[WHAT THE TASK ASKS] Beginning with the line that holds "Question. The photograph above contains instances of the green", set down each line of the data below through the very last, exactly as given, and nothing beyond that.

╔══

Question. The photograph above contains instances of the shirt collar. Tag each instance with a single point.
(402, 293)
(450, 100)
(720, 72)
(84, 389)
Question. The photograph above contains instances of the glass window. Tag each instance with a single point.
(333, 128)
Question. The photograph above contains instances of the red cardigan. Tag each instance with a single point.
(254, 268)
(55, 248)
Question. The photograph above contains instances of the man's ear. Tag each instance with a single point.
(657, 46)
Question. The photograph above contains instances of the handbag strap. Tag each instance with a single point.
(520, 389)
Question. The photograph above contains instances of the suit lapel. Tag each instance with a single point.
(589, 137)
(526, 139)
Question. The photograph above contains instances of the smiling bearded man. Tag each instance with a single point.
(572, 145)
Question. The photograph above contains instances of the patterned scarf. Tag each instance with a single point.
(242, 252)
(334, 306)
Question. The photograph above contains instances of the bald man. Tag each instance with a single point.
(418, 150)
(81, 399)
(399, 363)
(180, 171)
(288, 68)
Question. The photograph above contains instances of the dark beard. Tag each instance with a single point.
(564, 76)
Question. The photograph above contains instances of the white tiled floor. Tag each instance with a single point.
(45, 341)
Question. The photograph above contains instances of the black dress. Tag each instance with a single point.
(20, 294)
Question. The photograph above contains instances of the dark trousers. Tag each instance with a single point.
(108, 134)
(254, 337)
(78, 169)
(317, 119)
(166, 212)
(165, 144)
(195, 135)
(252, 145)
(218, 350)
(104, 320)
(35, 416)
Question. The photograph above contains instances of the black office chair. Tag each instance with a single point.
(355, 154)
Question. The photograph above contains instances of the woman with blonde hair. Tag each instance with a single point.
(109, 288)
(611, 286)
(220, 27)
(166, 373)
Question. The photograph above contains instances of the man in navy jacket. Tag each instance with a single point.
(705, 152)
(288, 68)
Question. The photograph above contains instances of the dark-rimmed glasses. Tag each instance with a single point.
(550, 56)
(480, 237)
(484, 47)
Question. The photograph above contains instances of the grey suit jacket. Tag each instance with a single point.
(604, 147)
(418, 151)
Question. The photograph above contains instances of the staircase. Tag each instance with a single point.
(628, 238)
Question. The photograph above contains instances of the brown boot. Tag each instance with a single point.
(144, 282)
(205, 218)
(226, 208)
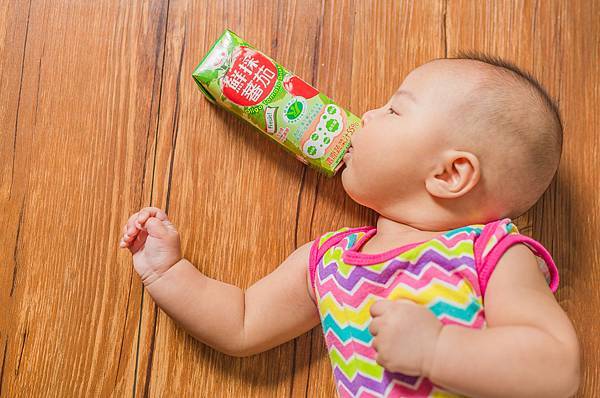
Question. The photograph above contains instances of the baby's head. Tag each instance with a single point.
(464, 140)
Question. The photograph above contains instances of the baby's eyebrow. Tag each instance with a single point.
(406, 93)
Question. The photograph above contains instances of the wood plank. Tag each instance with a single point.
(558, 43)
(232, 193)
(80, 157)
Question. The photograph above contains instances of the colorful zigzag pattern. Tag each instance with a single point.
(439, 274)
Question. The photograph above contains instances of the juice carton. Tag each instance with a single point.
(238, 77)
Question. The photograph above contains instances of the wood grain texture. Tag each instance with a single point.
(99, 116)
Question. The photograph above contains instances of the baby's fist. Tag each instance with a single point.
(153, 241)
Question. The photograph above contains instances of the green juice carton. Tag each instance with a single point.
(238, 77)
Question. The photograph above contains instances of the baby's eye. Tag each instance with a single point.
(393, 112)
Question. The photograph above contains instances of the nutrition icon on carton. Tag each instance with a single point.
(248, 83)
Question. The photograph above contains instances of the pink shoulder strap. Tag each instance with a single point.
(317, 251)
(486, 266)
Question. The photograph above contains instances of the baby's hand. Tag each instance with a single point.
(153, 242)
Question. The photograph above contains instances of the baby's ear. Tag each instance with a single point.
(457, 173)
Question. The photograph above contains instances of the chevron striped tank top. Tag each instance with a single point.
(448, 274)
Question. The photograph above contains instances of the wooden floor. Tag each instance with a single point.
(99, 116)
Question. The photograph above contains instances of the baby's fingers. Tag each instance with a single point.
(148, 212)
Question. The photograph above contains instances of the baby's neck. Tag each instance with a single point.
(390, 230)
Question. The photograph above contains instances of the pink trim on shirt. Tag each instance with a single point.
(482, 241)
(497, 251)
(317, 252)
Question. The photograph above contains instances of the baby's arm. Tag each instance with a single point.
(274, 310)
(529, 347)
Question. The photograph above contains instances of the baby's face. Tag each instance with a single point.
(398, 144)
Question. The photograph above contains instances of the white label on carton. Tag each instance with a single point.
(270, 119)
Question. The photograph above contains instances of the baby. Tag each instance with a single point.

╚══

[SOLUTION]
Question. The photograph above contains instances of the green juice carton. Tag each instance with a single point.
(238, 77)
Question. The photograph above contains instances of the baby's eye. Tag each instance with a single point.
(393, 112)
Question. The photograph above contains instances of the nutrition icon on carton. Tag each instance with a single point.
(248, 83)
Question. The photograph above contains instances of the pink shoulder strap. Tag each instance with a single point.
(317, 251)
(486, 266)
Question. The photograph above contains instances of the baby's hand. Tag each instance with a single point.
(153, 242)
Question. The photograph above contains instances of the baby's ear. Tag each instance with a single point.
(457, 173)
Question. The photograph above contains instances of the chevron striped tank top. Tag each instance with a single point.
(448, 274)
Question. The photograph above contains instances of the wooden floor. Tag each instance with a single point.
(99, 116)
Question. The photograph above contains instances of the baby's fingers. Tag each instance with a single point.
(148, 212)
Question. The photograph above contains instances of the baby's neck. Tag each instance with a single point.
(390, 230)
Question. The photograph above contains instances of the pink trim on shirt. Tag each instance with a single point.
(482, 241)
(497, 251)
(317, 252)
Question. The photograph above contains instances of the baby's arm. Tag each instance with a single point.
(274, 310)
(529, 347)
Question. The photograph above contains instances of the baby's face. Tag each instance with a single point.
(398, 144)
Question. The photograph above contains instances of the white label on carton. Tag each instance with a single point.
(270, 119)
Question. The photograph above contains instances of the baby. Tag each instance with a single point.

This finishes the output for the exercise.